WORK REQUEST 1: Reproduce the part of the sun exposure advice that starts with "Protect children. If" and goes on through "doctor or pharmacist.".
WORK REQUEST 2: Why does the sun exposure advice say to apply sun screen even when the sky is cloudy? Answer in one to three sentences.
### SOURCE EXTRACT
ADVICE FOR BETTER SUN EXPOSURE
Expose yourself to the sun gradually, especially in the first days, alternating sun and shade, to allow the skin to get used to the sun. The paler the skin the more slowly the exposure time should be increased.
Use a total sun block. Initially with a SPF of 15 upwards to protect from burning. After this adapt it to your phototype and the place in which you are exposed.
Apply the sun screen 30 to 60 minutes before sun exposure and in a generous manner.
Apply the sun screen evenly: it may be useful to apply the product in two consecutive applications.
Apply the sun block at least every two hours and always after a swim or after having sweated heavily.
Don’t forget to protect the ears helix, the rear of the neck, the bald part of the head, the superior part of the foot including the toes, behind the knees.
At a high altitude, if you practice mountaineering or skiing, the risk of burning is even greater so always use high SPF screens, not forgetting to apply it on the nose, ears and lips
At the equator the sun is stronger. Use filters of 15 and up.
If the sky is cloudy, do not forget to apply a sun screen: 80% of the rays pass through the clouds and reach our skin.
Under the beach umbrella protect yourself all the same: staying in the shade is a help but does not protect from reflected or diffused rays.
Reduce solar exposure to a minimum between 11 and 16 (legal time), hours in which the rays are at maximum. Plan activities in the open air during the first part of the morning and in the later afternoon. Remember that one should not expose oneself to the sun when the shadow is shorter than the height of the object that has generated it.
Attention to reflecting surfaces. Sand, snow, ice, concrete surfaces can reflect up to 80% of solar rays on our skin.
Protect children. If they are under six months they should totally avoid sun exposal. After this, teach them as early as possible how to protect themselves from the sun. The damage is done as of the first exposure and accumulates during the course of life. It has been calculated that 80% of sun exposure in life happens in the first 18 years of life. Protect them therefore with a suitable sun block and hat, shirt and sunglasses.
Be careful with medicines. Some medicines can increase sun sensitivity. If you are using medicine, before exposing yourself to the sun always ask your doctor or pharmacist.
######
### DATA PROVIDED
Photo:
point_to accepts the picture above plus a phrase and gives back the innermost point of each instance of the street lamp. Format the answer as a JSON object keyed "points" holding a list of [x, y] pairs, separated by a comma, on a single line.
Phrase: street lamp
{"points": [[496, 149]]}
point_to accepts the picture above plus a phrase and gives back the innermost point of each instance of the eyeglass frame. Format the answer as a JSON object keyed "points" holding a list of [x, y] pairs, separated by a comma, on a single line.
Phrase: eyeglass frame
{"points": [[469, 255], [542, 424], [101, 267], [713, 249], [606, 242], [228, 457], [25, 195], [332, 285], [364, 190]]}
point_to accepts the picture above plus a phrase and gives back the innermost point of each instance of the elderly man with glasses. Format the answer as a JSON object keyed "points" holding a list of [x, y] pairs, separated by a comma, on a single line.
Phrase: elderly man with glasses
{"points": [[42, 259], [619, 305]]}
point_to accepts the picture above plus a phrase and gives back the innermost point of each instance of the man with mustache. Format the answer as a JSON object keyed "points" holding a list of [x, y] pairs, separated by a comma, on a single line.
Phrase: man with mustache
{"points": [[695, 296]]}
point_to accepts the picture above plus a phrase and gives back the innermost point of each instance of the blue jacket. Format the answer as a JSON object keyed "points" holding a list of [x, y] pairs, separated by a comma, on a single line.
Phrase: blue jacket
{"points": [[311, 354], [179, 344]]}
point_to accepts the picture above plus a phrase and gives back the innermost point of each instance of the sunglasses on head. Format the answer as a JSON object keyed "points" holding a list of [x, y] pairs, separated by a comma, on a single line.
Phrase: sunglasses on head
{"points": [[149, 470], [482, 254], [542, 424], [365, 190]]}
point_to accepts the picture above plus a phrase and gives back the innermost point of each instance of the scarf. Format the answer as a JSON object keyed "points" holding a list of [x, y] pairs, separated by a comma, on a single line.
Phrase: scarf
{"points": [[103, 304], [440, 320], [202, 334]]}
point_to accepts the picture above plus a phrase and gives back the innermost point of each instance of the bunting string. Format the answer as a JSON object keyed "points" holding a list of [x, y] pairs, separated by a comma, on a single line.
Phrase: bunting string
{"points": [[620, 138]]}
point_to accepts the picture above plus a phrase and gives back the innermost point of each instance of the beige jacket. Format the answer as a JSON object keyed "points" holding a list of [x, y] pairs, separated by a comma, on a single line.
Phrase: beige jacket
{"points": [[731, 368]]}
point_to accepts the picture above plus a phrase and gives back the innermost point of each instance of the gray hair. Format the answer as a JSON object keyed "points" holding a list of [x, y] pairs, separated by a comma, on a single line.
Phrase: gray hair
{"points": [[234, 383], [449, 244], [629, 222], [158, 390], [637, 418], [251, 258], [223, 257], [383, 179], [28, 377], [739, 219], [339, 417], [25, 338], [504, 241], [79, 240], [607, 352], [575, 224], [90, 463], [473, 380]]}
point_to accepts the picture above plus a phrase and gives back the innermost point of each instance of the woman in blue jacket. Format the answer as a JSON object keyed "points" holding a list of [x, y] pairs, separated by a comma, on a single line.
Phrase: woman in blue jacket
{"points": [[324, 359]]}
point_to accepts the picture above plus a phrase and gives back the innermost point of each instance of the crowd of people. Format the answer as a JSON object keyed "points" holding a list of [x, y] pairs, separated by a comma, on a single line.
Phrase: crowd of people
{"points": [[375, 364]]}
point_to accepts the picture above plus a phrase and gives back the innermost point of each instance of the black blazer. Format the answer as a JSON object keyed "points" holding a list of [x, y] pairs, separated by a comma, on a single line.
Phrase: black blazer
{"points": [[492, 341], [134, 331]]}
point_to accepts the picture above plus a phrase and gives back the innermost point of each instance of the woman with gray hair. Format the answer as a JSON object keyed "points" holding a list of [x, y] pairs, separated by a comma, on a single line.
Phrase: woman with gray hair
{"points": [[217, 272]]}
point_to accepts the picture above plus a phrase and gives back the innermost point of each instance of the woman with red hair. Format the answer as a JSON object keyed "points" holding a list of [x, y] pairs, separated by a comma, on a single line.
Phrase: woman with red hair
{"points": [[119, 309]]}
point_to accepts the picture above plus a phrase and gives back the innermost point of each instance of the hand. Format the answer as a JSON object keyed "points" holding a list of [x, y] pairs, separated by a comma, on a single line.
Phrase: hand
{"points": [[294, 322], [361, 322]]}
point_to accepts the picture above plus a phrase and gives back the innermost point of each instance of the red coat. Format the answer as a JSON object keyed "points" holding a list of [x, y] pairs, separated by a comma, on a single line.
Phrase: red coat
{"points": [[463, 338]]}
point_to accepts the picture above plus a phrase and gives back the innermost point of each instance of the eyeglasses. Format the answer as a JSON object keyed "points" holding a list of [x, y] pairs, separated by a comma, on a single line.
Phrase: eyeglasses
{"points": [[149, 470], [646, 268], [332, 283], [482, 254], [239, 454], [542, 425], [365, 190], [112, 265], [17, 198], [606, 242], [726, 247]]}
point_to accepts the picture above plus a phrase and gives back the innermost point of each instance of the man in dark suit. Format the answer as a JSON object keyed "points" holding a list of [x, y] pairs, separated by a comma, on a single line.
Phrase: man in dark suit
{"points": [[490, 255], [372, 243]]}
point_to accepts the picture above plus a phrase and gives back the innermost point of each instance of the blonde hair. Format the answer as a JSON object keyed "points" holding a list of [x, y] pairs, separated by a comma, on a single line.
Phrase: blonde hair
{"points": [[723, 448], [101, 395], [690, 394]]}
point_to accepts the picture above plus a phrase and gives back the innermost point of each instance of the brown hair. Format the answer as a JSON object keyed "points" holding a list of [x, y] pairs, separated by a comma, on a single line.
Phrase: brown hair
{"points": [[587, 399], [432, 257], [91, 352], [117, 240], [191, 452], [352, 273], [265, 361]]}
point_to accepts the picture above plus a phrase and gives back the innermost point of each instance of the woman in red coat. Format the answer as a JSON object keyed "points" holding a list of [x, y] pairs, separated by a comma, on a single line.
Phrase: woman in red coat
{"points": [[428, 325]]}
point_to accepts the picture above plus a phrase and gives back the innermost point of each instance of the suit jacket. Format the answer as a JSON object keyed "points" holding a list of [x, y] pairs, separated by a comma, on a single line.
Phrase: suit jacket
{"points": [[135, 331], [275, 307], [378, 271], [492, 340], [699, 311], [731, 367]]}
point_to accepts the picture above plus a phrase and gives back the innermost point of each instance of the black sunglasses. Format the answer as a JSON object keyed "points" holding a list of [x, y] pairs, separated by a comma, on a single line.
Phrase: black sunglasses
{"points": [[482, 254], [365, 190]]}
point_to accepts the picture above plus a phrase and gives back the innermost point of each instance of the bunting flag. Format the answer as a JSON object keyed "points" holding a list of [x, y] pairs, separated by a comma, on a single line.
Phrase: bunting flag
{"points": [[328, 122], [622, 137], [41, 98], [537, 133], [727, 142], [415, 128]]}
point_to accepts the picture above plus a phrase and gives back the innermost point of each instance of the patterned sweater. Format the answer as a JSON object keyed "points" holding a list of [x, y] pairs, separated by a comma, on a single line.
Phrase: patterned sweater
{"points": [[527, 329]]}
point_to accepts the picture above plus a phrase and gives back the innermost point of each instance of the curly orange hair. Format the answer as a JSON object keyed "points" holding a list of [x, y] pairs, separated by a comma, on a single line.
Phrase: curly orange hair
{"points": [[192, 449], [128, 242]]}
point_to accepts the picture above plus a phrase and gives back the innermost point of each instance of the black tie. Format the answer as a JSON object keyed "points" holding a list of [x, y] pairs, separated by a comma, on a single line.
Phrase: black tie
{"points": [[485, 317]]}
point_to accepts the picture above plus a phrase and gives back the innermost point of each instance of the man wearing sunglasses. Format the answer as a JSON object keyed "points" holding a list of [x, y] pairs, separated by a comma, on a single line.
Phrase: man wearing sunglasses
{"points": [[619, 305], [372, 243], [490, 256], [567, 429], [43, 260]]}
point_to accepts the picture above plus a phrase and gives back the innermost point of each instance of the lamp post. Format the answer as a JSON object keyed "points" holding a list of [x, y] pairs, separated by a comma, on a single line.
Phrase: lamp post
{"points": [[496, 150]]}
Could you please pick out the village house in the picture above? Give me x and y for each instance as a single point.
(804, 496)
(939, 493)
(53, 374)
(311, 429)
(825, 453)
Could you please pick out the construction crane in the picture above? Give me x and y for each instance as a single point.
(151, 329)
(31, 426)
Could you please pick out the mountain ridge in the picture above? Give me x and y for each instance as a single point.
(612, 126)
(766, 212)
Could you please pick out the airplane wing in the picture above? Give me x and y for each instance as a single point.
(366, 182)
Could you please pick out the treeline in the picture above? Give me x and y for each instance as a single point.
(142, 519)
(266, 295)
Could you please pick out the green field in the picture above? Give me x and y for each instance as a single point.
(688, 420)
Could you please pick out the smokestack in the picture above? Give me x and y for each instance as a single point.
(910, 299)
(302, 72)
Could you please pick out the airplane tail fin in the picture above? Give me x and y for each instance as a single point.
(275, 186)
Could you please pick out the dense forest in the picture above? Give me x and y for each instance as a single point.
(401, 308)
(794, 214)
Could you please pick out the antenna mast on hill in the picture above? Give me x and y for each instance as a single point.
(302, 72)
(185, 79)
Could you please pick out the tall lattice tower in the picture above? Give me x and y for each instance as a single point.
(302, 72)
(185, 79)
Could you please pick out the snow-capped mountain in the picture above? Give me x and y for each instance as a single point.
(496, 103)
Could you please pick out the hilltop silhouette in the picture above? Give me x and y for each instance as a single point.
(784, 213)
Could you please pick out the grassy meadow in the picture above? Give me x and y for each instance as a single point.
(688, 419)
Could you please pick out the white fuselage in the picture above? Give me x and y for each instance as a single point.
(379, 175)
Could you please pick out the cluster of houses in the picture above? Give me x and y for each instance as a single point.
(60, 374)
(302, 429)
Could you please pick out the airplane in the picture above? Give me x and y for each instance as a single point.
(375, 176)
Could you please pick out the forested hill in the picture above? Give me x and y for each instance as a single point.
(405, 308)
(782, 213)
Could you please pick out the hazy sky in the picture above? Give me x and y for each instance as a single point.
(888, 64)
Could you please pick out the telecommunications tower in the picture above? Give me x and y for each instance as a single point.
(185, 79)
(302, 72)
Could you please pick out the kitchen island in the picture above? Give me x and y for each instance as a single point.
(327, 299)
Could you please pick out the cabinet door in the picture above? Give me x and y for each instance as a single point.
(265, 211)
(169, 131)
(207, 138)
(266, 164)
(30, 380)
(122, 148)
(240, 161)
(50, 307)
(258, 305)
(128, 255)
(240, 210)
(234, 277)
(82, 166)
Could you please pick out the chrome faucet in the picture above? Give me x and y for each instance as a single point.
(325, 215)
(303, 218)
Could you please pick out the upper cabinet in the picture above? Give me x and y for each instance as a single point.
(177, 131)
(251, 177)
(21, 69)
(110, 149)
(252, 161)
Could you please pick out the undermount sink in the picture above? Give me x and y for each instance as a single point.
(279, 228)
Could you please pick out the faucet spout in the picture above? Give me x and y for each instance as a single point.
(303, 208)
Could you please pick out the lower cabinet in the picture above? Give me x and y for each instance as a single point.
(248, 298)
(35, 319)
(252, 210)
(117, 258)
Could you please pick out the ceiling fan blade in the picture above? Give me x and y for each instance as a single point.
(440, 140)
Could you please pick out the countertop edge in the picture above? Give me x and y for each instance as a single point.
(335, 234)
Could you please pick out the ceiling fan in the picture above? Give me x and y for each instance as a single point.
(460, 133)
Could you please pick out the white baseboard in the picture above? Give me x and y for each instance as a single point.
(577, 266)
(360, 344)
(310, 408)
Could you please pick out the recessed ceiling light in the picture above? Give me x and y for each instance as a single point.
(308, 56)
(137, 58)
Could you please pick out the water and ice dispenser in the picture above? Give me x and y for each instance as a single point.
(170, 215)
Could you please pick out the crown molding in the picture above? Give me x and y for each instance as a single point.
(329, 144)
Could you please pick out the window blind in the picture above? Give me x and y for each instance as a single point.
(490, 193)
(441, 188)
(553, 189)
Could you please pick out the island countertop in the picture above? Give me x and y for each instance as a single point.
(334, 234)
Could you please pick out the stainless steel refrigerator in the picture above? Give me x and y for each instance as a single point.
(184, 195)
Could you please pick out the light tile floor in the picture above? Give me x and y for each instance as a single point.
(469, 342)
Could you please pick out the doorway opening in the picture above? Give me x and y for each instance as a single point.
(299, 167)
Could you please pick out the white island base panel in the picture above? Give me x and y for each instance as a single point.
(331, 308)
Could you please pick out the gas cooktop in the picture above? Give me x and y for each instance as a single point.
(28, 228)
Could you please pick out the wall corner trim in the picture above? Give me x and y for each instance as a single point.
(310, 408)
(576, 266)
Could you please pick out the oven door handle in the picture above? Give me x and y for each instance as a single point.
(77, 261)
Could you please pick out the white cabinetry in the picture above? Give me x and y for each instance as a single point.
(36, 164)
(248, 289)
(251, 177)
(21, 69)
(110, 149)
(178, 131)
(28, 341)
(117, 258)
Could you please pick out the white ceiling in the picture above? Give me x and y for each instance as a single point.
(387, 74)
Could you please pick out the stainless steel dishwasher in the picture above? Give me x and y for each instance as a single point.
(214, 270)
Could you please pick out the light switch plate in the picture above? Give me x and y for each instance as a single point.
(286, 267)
######
WRITTEN REPLY 1:
Protect children. If they are under six months they should totally avoid sun exposal. After this, teach them as early as possible how to protect themselves from the sun. The damage is done as of the first exposure and accumulates during the course of life. It has been calculated that 80% of sun exposure in life happens in the first 18 years of life. Protect them therefore with a suitable sun block and hat, shirt and sunglasses.
Be careful with medicines. Some medicines can increase sun sensitivity. If you are using medicine, before exposing yourself to the sun always ask your doctor or pharmacist.

WRITTEN REPLY 2: Sun screen is still needed on a cloudy day because 80% of the rays pass through the clouds and reach the skin.